November 26, 2018 By Neal Schaffer Leave a Comment

It’s Time to Bring Content, Organic Social and Performance Marketing Teams Together – Podcast Ep. 134

I recently keynoted social media enterprise platform company Falcon.io‘s Spark conference on the topic of influencer marketing. I had a chance to meet with their founder and CEO, Ulrik Bo Larsen, at the event and get his perspective on all things social media marketing. They had just announced an enhancement of their platform to encompass Paid Social and bring different departments together, thus the title for this podcast. However, being a European company and having a distinctly different take on the market, I asked Ulrik a number of questions in hopes that they will help you Maximize Your Social. Listen to the full podcast for the details!

Introducing Falcon.io

Welcome to another exciting episode of Maximize Your Social. I am recording from a train maintenance facility in Copenhagen, Denmark, where I am speaking at the Spark marketing and social media marketing conference run by the folks at Falcon.io.

Falcon is the European enterprise equivalent to the popular North American social media dashboard Hootsuite. I’m really impressed by how much of an innovative tool they have developed, so I thought who better to have as a podcast guest than Falcon’s own CEO, Ulrik Bo Larsen.

What you have to do | Can you reproduce the podcast post word for word between "I recently keynoted" and "for the details!", inclusive? None of the items has anything to do with the podcast post.

Information shown |

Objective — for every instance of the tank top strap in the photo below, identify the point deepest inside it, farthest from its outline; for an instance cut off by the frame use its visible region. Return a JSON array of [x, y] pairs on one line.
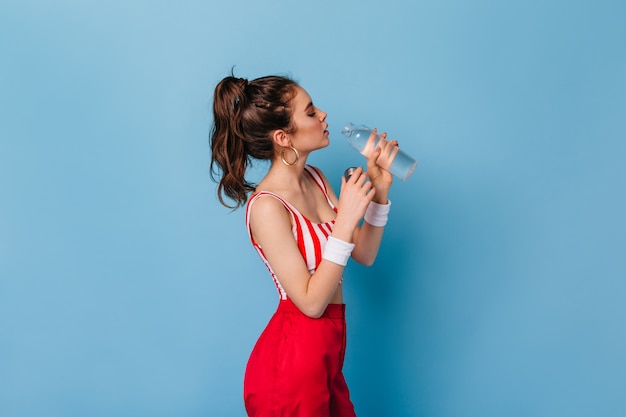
[[292, 210], [317, 177]]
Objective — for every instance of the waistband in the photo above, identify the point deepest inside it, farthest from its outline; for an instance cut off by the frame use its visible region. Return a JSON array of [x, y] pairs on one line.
[[333, 311]]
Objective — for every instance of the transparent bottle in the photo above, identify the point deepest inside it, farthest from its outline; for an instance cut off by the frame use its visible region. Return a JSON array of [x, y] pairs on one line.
[[401, 165]]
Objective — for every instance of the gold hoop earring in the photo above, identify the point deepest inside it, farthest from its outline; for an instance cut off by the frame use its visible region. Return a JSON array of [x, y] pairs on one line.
[[295, 151]]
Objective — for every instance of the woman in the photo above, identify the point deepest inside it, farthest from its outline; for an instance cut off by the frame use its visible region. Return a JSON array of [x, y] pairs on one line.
[[303, 233]]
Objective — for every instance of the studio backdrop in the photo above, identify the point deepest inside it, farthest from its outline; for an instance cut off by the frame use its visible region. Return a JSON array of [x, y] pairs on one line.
[[126, 289]]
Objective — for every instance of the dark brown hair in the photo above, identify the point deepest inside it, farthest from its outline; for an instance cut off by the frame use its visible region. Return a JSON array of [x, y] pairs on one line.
[[245, 114]]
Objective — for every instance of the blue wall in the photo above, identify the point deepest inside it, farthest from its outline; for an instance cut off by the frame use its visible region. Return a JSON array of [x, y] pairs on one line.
[[127, 290]]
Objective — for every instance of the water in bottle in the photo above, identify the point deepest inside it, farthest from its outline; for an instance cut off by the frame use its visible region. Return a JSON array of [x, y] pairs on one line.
[[401, 165]]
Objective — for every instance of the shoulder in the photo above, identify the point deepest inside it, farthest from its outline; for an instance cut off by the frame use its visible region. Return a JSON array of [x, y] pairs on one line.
[[268, 207]]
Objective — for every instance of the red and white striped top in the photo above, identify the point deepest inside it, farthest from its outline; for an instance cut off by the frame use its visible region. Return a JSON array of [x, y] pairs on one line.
[[311, 237]]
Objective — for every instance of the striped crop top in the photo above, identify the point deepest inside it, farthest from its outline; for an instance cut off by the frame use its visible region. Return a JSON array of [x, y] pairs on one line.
[[311, 237]]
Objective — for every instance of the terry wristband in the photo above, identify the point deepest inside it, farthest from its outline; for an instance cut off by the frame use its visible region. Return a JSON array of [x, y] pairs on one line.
[[337, 251], [377, 214]]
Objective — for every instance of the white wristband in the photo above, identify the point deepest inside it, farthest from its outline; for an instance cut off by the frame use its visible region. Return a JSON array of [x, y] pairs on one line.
[[377, 214], [337, 251]]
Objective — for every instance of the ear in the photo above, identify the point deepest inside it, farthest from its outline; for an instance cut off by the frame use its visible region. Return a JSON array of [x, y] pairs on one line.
[[281, 139]]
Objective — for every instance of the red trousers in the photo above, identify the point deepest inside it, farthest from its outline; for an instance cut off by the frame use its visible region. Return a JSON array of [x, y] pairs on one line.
[[295, 369]]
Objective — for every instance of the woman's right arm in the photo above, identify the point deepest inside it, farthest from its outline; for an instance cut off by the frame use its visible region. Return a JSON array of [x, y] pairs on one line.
[[271, 228]]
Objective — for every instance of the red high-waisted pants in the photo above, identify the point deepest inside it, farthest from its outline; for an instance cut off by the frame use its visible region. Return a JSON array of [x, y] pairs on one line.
[[295, 369]]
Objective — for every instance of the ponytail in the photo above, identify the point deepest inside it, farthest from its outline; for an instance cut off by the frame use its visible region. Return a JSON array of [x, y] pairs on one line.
[[245, 114]]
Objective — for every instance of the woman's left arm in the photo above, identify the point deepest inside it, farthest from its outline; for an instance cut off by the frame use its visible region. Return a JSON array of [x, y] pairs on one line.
[[367, 238]]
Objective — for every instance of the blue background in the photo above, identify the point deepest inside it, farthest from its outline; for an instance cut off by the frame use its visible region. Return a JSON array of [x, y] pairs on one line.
[[127, 290]]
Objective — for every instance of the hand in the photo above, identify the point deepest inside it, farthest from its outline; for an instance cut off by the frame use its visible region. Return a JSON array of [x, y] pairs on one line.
[[378, 163], [355, 195]]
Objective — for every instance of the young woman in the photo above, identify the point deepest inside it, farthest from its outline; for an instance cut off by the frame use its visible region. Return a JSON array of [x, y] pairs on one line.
[[303, 233]]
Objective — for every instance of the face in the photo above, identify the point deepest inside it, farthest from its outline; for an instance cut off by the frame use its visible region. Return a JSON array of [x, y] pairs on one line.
[[311, 127]]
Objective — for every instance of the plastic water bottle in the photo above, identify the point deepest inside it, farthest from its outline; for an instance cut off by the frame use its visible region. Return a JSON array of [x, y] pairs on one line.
[[401, 165]]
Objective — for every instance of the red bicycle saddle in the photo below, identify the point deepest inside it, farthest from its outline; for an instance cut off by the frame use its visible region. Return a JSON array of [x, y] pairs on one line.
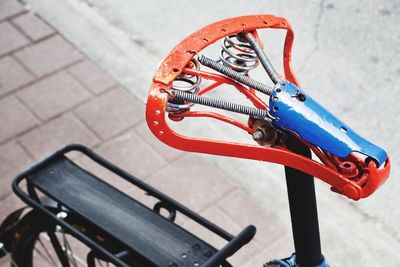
[[350, 164]]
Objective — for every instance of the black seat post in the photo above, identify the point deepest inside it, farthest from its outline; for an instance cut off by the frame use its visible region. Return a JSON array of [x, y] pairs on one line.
[[303, 210]]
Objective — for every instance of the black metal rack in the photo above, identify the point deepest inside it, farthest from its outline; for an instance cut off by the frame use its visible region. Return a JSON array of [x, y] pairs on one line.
[[138, 229]]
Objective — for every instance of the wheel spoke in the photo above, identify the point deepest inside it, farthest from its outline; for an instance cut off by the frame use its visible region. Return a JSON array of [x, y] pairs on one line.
[[45, 250]]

Task output |
I recently keynoted social media enterprise platform company Falcon.io‘s Spark conference on the topic of influencer marketing. I had a chance to meet with their founder and CEO, Ulrik Bo Larsen, at the event and get his perspective on all things social media marketing. They had just announced an enhancement of their platform to encompass Paid Social and bring different departments together, thus the title for this podcast. However, being a European company and having a distinctly different take on the market, I asked Ulrik a number of questions in hopes that they will help you Maximize Your Social. Listen to the full podcast for the details!